─── PAGE ───

Swans are semi-regularly represented by ballet dancers; bugs – not so much. However, the Royal Opera House has presented a version of Franz Kafka’s greatest literary work. With just seven cast members, Arthur Pita’s The Metamorphosis ballet was first shown in the Royal Opera House’s intimate Linbury Studio Theatre (2011). The dance theater production won a South Bank Sky Arts Award; and Edward Watson won an Olivier Award for Outstanding Achievement in Dance for his portrayal of the main character.
A recording of the 2013 performance was broadcast online as part of the Royal Opera House’s #OurHouseToYourHouse digital series for one month from April 17, 2020.
The From Our House to Your House programme was included in our dance at home resources list, along with other companies that are streaming work and broadcasting classes online. Royal Opera House also streamed Kenneth MacMillan’s Anastasia ballet from 15 – 28 May, 2020.
Arthur Pita’s The Metamorphosis Ballet Summary
The modern ballet production of The Metamorphosis, as choreographed by Arthur Pita, is just 80 minutes. We meet Gregor Samsa, who lives at home with his parents and younger sister and spends his days working as a traveling salesman. Life carries on in a rut, until he morphs into a monstrous insect over night. The rest of the show focuses on how Gregor’s relationships with his family develop, or rather, fester.

─── RECORDS PROVIDED ───

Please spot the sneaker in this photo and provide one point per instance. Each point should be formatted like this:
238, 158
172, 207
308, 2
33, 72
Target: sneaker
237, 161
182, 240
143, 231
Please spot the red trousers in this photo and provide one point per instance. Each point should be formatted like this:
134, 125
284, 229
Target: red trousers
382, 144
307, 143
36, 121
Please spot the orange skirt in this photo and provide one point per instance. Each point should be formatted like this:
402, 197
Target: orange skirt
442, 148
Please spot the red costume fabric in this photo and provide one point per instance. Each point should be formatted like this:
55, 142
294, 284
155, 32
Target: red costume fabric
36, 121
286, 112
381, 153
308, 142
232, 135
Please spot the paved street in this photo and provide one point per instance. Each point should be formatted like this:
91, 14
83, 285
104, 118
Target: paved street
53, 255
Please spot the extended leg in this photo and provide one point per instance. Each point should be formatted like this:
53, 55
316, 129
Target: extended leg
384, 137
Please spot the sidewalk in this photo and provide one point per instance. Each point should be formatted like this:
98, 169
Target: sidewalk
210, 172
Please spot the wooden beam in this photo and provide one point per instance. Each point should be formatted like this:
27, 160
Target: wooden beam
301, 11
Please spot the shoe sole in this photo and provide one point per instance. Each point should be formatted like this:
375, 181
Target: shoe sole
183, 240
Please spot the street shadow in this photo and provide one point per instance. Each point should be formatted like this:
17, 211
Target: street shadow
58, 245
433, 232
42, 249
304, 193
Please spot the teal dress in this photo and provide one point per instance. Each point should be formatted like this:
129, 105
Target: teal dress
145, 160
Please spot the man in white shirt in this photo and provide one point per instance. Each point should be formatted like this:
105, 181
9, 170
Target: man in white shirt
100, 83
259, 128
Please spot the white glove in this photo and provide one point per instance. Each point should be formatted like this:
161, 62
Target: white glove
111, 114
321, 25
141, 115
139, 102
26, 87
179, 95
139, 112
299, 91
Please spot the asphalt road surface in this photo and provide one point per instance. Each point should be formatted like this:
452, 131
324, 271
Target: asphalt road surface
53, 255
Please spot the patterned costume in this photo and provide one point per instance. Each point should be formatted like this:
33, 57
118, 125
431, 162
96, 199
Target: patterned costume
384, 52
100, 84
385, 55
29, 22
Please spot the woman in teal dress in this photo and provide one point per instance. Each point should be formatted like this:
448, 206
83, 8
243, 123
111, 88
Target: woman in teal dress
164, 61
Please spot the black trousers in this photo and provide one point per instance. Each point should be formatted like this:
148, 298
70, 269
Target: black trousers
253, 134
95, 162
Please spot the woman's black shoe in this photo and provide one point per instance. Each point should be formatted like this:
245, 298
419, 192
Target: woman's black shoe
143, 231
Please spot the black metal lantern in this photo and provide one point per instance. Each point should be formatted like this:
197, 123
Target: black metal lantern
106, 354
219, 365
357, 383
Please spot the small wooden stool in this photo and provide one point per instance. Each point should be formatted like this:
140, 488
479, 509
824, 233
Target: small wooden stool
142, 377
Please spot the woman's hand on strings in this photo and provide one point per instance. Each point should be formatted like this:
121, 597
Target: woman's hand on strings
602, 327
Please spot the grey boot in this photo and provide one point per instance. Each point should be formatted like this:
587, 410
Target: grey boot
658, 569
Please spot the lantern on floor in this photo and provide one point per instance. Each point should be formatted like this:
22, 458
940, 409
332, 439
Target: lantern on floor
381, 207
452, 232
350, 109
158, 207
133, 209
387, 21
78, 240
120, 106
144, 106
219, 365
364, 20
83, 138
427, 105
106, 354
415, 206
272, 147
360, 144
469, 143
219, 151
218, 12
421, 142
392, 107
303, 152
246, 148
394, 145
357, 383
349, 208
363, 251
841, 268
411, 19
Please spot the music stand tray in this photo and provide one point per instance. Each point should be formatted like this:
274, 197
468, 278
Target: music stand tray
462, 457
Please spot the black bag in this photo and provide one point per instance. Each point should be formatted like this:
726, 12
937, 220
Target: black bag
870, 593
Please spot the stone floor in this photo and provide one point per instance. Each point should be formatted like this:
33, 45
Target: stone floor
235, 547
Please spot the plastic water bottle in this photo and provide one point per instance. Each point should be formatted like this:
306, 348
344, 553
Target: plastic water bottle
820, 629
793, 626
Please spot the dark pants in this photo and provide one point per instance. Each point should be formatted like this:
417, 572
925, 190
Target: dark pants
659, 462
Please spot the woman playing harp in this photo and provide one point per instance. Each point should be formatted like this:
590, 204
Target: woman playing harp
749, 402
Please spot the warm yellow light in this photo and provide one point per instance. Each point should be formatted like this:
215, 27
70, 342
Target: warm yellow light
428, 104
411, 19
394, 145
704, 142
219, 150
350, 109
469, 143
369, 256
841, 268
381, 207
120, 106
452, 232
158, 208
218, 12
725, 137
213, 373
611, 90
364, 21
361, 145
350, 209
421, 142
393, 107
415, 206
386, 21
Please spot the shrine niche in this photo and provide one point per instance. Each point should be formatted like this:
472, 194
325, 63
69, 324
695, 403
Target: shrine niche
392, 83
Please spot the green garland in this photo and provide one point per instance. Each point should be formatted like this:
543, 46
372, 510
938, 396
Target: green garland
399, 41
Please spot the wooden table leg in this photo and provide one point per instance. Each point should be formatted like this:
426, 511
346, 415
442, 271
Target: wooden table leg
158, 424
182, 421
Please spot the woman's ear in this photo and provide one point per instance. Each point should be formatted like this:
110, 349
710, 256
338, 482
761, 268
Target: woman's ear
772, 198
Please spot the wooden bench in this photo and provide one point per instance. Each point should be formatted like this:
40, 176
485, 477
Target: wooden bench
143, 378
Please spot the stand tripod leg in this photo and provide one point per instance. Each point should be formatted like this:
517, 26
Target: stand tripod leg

───

▸ **WRITTEN EXERCISE A**: List every real person named in the text on The Metamorphosis ballet, leaving out the fictional character Gregor Samsa.
▸ **WRITTEN EXERCISE B**: Proceed with the text on The Metamorphosis ballet, starting after its last sentence.

▸ **WRITTEN ANSWER A**: Franz Kafka, Arthur Pita, Edward Watson, Kenneth MacMillan

▸ **WRITTEN ANSWER B**:
“For me [‘The Metamorphosis’] has so many themes… someone being trapped, illness, being alienated, sexuality, rejection, growth, change… It’s never-ending.”– Arthur Pita, ‘The Metamorphosis’ choreographer
Royal Ballet: The Metamorphosis Review
Nearly a quarter of the show establishes the daily routine of Gregor (Edward Watson): son, brother, employee and patron. (Spoiler alert: Yes, you really do watch his regular regime three times.) He heads to and from work, grabbing a coffee in the morning and a vodka on the way back, before returning home and dutifully watching his sister practice ballet. Gregor leaves the dinner table early, prompting a long face from his mother; the table is cleared and Gregor retreats to his room.
In the space of a short blackout meant to represent one evening, Gregor mysteriously morphs into an enormous insect. A few dribbles of black ink on his neck and chest are only costuming change; Gregor’s posture and movement are much more telling of his rapid metamorphosis into an invertebrate: his limbs are stuck in the air, extremities constantly shifting and moving, as if trying to sense the atmosphere like antennae.
“[After the transformation into an insect] I couldn’t walk, I couldn’t pick anything up… So we really, really deconstructed a whole human and made [the character] as insect and animal as we could.”– Edward Watson, Gregor Samsa in ROH’s ‘The Metamorphosis‘
Gregor’s absence prompts a colleague and his family to bust his door open. The colleague flees, and his family members shrink away in horror. Alone, contorts his body and writhes on the floor, before perching on the windowsill. His sister, Grete (Laura Day), reticently re-enters the room and futilely attempts to manipulate his body back into that of a human.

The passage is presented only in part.